*TASK TO COMPLETE:*
Tally the lines in the records below that contain the string "blurred", with case counting, and give only the number.

BEGIN INPUT DATA

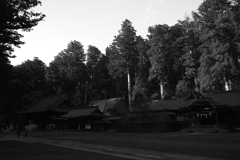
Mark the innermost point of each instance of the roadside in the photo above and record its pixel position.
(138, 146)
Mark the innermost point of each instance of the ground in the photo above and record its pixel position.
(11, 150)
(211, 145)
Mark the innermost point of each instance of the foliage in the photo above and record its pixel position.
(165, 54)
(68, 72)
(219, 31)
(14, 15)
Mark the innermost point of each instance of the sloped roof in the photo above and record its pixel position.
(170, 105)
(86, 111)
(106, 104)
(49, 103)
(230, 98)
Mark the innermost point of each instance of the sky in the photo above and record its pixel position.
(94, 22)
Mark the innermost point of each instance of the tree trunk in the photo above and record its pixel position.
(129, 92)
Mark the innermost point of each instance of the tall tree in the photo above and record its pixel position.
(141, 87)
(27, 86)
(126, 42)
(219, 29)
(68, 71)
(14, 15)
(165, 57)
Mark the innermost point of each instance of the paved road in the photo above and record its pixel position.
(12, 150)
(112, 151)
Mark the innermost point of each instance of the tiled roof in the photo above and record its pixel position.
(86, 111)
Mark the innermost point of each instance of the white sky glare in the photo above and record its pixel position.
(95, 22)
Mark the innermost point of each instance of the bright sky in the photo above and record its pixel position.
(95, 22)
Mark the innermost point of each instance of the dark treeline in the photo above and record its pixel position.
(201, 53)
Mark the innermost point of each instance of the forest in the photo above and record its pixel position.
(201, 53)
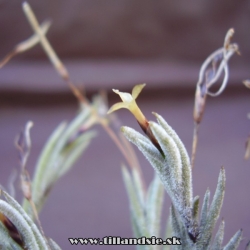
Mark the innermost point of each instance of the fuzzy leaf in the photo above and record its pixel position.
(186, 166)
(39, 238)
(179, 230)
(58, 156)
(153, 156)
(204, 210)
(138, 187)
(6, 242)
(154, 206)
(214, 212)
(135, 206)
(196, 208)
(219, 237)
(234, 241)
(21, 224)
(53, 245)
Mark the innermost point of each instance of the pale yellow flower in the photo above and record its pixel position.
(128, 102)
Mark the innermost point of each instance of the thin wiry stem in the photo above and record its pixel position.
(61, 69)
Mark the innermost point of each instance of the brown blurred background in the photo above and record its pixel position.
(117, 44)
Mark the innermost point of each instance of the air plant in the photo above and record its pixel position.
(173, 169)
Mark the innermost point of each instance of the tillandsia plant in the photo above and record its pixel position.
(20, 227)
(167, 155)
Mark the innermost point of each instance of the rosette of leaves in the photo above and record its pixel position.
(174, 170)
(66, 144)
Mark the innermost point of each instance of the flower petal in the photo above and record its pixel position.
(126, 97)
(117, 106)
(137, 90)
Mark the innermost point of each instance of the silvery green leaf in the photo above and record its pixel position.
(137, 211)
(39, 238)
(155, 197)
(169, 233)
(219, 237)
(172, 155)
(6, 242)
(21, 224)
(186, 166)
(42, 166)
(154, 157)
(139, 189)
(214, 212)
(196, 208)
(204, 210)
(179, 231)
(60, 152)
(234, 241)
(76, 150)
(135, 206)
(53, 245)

END INPUT DATA
BEGIN INPUT DATA

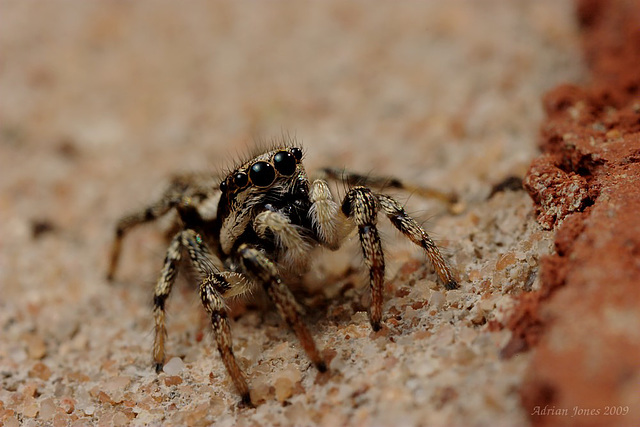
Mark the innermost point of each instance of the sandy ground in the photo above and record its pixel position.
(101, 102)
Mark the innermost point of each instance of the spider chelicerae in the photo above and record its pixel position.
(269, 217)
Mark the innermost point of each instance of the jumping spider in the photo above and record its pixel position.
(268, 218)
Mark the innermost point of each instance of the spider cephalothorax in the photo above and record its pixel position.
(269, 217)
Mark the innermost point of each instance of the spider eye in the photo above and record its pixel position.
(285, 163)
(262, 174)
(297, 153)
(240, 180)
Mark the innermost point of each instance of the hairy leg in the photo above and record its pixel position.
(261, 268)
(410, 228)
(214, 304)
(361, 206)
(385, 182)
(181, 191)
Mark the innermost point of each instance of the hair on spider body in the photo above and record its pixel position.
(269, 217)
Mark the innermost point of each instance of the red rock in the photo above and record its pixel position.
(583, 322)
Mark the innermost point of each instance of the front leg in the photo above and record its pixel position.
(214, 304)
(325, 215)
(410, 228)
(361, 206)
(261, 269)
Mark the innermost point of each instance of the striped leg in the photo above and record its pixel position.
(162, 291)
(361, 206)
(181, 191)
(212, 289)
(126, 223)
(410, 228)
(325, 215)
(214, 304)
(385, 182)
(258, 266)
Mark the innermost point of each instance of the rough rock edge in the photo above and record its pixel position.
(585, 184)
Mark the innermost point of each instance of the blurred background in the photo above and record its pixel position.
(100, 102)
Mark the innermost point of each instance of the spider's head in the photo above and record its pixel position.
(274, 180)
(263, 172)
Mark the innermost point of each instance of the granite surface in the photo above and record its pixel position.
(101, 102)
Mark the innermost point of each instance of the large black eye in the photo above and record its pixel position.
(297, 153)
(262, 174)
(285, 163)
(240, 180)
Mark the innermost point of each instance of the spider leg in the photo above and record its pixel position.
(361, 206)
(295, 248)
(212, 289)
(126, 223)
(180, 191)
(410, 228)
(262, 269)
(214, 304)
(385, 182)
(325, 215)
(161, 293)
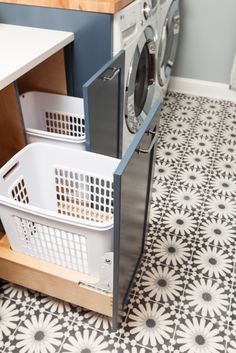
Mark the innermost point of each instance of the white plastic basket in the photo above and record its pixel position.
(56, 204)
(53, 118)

END INPUT DATA

*TASK OUTPUT:*
2